> What to do: Gather every line in the records below that contains the string "pole". Copy each of those lines in full.

[Records excerpted from a collection]
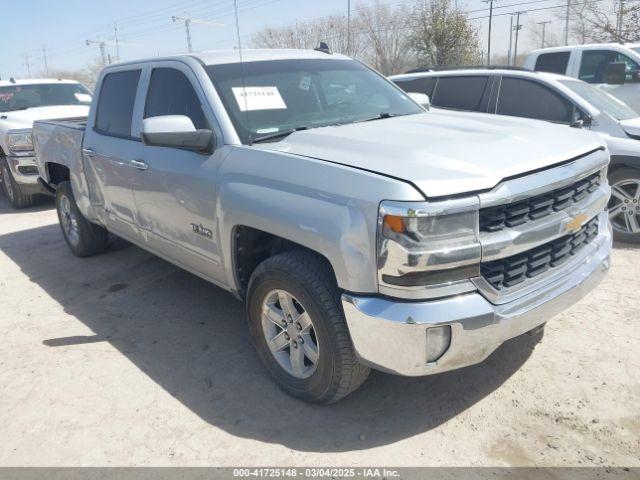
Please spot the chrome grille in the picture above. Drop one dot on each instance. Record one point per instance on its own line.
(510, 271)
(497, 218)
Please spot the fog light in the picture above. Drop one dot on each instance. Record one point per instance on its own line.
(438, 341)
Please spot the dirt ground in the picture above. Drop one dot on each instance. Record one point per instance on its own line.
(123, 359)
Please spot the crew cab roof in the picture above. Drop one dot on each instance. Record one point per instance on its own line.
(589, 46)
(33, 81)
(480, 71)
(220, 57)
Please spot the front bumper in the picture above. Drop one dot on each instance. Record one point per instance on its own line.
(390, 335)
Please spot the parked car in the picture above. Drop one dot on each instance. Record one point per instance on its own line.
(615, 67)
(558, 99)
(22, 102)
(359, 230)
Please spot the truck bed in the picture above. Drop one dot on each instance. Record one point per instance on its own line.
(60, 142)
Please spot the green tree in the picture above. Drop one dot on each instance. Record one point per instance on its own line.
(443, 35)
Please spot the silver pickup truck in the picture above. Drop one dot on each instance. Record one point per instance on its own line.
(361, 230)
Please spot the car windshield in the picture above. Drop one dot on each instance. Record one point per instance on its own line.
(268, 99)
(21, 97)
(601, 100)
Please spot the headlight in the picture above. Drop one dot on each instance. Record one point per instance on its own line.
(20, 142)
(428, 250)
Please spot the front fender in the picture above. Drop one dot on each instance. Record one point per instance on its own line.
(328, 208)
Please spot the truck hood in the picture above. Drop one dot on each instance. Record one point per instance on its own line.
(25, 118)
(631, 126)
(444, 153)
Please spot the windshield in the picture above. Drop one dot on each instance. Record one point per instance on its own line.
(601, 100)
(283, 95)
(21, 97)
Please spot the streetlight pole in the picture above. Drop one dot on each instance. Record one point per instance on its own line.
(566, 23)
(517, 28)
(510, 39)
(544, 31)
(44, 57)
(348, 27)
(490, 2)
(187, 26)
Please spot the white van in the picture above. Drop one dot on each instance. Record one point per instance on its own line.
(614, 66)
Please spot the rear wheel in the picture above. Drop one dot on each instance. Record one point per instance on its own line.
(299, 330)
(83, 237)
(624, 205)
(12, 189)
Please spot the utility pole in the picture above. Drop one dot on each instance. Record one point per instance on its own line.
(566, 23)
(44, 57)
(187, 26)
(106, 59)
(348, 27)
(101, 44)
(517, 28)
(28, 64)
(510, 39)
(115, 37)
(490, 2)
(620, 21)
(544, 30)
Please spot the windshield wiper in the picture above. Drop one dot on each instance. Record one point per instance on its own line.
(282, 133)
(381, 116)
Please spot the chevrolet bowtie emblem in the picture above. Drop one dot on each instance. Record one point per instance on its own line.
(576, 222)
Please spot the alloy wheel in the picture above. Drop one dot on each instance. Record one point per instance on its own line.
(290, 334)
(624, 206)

==

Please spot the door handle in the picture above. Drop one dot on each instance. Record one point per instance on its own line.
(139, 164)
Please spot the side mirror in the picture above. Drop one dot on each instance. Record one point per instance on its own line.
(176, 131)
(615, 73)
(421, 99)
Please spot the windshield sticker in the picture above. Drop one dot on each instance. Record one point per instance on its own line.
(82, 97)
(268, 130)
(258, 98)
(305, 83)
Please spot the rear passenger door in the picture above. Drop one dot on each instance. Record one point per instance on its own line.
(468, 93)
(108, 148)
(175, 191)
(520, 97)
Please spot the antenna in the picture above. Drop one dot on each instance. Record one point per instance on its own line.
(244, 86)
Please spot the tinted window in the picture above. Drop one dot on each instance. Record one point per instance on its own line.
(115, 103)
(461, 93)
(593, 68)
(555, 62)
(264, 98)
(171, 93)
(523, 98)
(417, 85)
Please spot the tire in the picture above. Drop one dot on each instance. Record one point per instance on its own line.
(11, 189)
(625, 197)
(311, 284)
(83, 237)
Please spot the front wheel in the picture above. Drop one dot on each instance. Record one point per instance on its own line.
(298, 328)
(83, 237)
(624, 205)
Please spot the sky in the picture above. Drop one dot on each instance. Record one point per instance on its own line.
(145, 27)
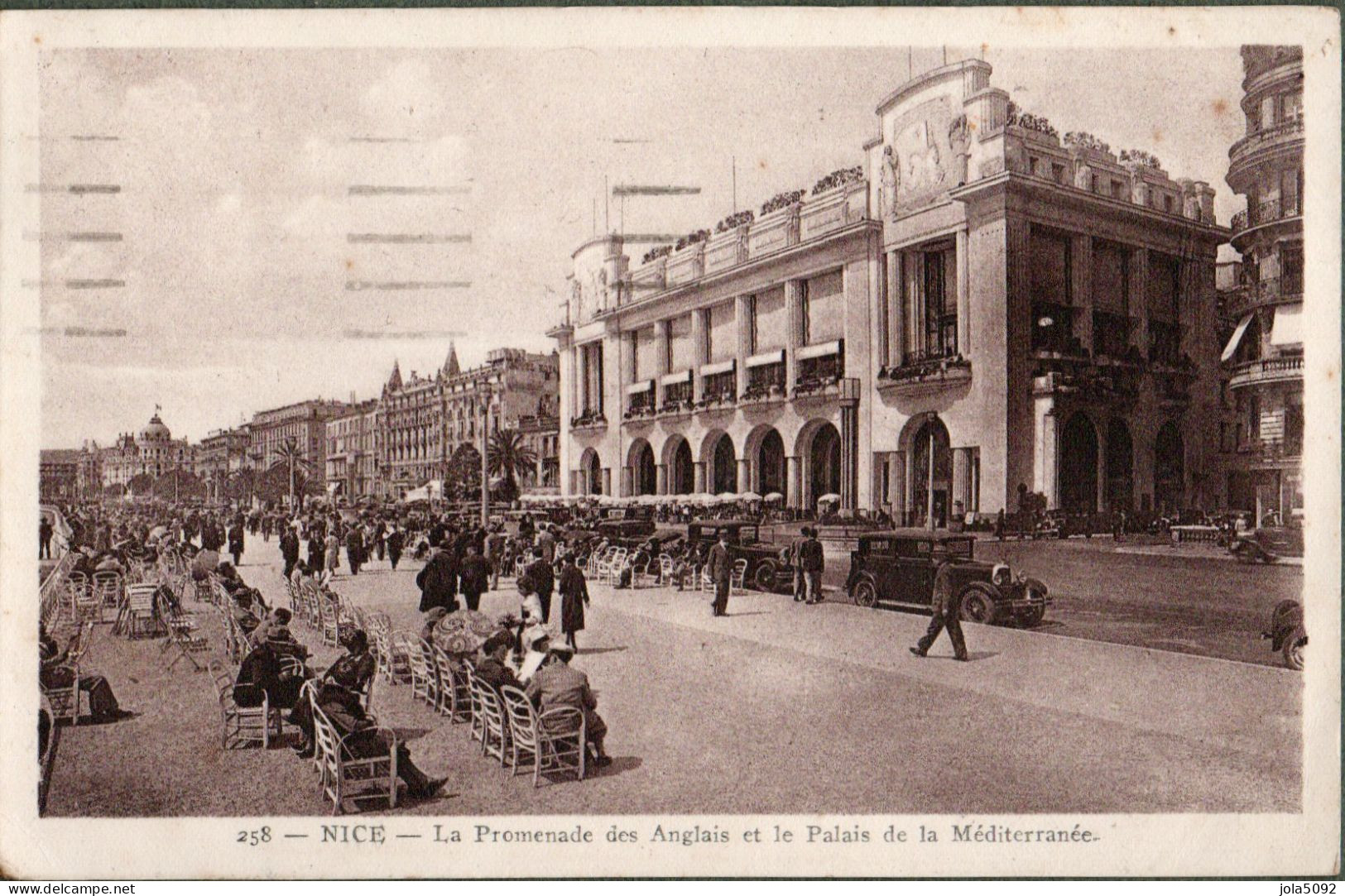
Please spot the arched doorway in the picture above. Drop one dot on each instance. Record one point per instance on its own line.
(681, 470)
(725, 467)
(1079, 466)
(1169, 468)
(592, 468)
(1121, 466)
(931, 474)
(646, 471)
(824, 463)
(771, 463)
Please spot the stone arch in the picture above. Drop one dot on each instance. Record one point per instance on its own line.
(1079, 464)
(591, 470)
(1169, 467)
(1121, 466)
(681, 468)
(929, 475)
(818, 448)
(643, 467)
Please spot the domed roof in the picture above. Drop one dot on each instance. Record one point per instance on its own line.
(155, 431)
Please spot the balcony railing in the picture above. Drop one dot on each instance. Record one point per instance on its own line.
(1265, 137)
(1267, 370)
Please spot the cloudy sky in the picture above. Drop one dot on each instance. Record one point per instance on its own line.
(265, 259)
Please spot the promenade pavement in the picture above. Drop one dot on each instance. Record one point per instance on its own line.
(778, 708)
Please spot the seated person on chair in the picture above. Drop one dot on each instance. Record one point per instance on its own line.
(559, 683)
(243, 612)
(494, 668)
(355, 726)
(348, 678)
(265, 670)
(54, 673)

==

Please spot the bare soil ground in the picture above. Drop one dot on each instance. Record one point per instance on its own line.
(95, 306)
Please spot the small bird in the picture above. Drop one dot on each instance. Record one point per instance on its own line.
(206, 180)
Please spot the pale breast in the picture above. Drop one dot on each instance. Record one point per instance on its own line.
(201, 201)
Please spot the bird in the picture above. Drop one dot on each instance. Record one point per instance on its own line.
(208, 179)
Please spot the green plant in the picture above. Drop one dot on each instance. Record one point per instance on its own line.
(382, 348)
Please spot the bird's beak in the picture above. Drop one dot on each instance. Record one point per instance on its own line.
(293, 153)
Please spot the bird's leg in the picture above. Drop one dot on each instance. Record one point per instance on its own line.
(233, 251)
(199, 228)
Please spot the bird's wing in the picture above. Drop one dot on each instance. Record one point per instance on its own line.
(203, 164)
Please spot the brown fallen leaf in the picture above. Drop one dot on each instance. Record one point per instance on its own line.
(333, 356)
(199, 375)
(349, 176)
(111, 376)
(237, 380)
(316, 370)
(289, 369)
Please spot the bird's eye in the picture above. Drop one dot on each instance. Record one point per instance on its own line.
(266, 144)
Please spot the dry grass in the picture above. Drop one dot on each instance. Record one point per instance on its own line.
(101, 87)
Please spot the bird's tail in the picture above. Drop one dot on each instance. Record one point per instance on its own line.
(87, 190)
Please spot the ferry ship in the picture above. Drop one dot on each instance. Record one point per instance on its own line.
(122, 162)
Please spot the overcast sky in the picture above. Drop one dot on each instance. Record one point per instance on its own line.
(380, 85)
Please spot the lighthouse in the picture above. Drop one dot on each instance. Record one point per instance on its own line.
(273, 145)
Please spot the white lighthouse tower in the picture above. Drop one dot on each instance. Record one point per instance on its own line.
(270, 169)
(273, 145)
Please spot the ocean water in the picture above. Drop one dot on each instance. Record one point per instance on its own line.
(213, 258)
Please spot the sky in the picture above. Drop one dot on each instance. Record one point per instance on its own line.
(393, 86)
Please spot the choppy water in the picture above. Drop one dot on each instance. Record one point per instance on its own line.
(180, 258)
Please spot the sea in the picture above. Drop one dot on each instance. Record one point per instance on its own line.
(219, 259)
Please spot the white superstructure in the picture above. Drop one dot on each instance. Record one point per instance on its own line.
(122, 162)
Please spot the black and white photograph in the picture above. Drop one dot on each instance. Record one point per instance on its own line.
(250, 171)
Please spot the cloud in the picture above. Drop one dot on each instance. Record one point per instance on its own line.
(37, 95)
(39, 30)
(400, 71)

> Task solution:
Please spot the streetlight pole in the picture above. Drop one dot on each instance. Record one point per instance on its own line.
Please spot the utility pole in the picture above. Drop one dot on each instance. Record one point per instance on its own line.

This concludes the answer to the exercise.